> [PROBLEM] Copy each of the following items line for line, keeping every character unchanged.

[start INPUT RECORDS]

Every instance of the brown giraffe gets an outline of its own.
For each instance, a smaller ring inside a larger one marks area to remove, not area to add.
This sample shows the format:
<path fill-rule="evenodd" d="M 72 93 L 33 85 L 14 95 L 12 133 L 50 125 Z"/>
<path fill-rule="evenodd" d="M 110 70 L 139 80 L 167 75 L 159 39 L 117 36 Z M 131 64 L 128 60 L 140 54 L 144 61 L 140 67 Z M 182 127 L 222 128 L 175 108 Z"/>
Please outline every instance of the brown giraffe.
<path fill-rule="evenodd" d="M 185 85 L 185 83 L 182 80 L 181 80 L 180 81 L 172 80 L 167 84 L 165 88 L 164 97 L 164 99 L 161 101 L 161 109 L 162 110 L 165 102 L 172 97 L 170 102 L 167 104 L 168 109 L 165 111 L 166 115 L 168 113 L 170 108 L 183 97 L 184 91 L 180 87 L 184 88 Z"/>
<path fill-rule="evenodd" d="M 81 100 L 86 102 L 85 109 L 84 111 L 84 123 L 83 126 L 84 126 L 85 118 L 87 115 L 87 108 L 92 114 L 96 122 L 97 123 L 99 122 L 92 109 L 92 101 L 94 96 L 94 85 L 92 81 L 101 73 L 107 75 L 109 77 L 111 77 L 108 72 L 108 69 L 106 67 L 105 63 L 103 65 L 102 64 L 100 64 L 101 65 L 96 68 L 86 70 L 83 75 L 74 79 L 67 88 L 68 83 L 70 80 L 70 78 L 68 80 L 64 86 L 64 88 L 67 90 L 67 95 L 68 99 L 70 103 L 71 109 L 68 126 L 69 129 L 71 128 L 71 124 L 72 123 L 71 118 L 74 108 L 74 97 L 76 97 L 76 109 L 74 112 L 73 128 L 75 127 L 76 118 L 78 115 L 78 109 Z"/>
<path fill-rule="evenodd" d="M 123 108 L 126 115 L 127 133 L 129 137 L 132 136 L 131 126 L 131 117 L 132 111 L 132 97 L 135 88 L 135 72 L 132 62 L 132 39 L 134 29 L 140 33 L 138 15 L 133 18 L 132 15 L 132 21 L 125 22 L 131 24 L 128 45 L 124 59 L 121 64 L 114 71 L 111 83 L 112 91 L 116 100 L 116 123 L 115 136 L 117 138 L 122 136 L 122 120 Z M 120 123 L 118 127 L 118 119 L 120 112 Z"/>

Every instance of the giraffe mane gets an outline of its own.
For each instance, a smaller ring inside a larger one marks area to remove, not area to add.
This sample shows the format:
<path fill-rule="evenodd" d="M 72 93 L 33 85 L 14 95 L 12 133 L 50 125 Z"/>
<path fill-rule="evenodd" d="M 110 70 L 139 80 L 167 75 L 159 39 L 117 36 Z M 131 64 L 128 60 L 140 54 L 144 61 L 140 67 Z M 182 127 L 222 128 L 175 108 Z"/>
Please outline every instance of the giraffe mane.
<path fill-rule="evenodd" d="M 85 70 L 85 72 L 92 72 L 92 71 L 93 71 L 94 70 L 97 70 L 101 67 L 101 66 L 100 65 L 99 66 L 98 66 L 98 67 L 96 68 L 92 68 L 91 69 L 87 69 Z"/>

[end INPUT RECORDS]

> [FINISHED EXERCISE]
Every instance of the brown giraffe gets an outline of its own.
For each instance, a smaller ring inside a larger one marks area to remove, not area to add.
This sample shows the format:
<path fill-rule="evenodd" d="M 72 93 L 33 85 L 14 95 L 12 133 L 50 125 Z"/>
<path fill-rule="evenodd" d="M 110 70 L 139 80 L 167 75 L 159 39 L 117 36 Z M 131 64 L 128 60 L 140 54 L 144 61 L 140 67 Z M 182 127 L 222 128 L 175 108 Z"/>
Please outline every instance of the brown giraffe.
<path fill-rule="evenodd" d="M 185 85 L 185 83 L 182 80 L 181 80 L 180 81 L 172 80 L 167 84 L 165 88 L 164 97 L 164 99 L 161 101 L 161 109 L 162 110 L 165 102 L 172 97 L 170 102 L 167 104 L 168 109 L 165 111 L 166 115 L 168 113 L 170 108 L 183 97 L 184 91 L 180 87 L 184 88 Z"/>
<path fill-rule="evenodd" d="M 81 100 L 86 102 L 85 109 L 84 111 L 84 123 L 83 126 L 84 126 L 85 118 L 87 115 L 87 108 L 92 114 L 96 122 L 97 123 L 99 122 L 92 109 L 92 101 L 94 96 L 94 85 L 92 81 L 101 73 L 107 75 L 109 77 L 111 77 L 108 72 L 108 69 L 106 67 L 105 63 L 103 65 L 102 64 L 100 64 L 101 65 L 96 68 L 86 70 L 83 75 L 74 79 L 67 88 L 68 83 L 70 80 L 70 78 L 68 80 L 64 86 L 64 88 L 67 90 L 67 95 L 68 99 L 70 103 L 71 109 L 68 126 L 69 129 L 71 128 L 71 124 L 72 123 L 71 118 L 74 108 L 74 97 L 76 97 L 76 109 L 74 112 L 73 128 L 75 127 L 76 118 L 78 115 L 78 109 Z"/>
<path fill-rule="evenodd" d="M 123 108 L 126 115 L 127 133 L 129 137 L 132 136 L 131 126 L 131 117 L 132 111 L 132 97 L 135 88 L 135 72 L 132 62 L 132 39 L 134 29 L 140 33 L 138 15 L 133 18 L 132 15 L 132 21 L 125 22 L 131 24 L 128 45 L 124 59 L 121 64 L 114 71 L 111 83 L 112 91 L 116 100 L 116 123 L 115 136 L 117 138 L 122 136 L 122 120 Z M 120 123 L 118 127 L 118 119 L 120 112 Z"/>

Every instance of the giraffe mane gets an outline of its own.
For each instance, a smaller ring inside a larger one marks area to remove, not area to add.
This sample shows the format:
<path fill-rule="evenodd" d="M 72 93 L 33 85 L 14 95 L 12 133 L 50 125 Z"/>
<path fill-rule="evenodd" d="M 110 70 L 139 80 L 167 75 L 159 39 L 117 36 Z M 131 64 L 128 60 L 140 54 L 144 61 L 140 67 Z M 182 127 L 222 128 L 175 108 Z"/>
Please outline every instance of the giraffe mane.
<path fill-rule="evenodd" d="M 85 70 L 85 72 L 92 72 L 92 71 L 93 71 L 94 70 L 97 70 L 101 67 L 101 66 L 100 65 L 99 66 L 98 66 L 98 67 L 96 68 L 92 68 L 91 69 L 87 69 Z"/>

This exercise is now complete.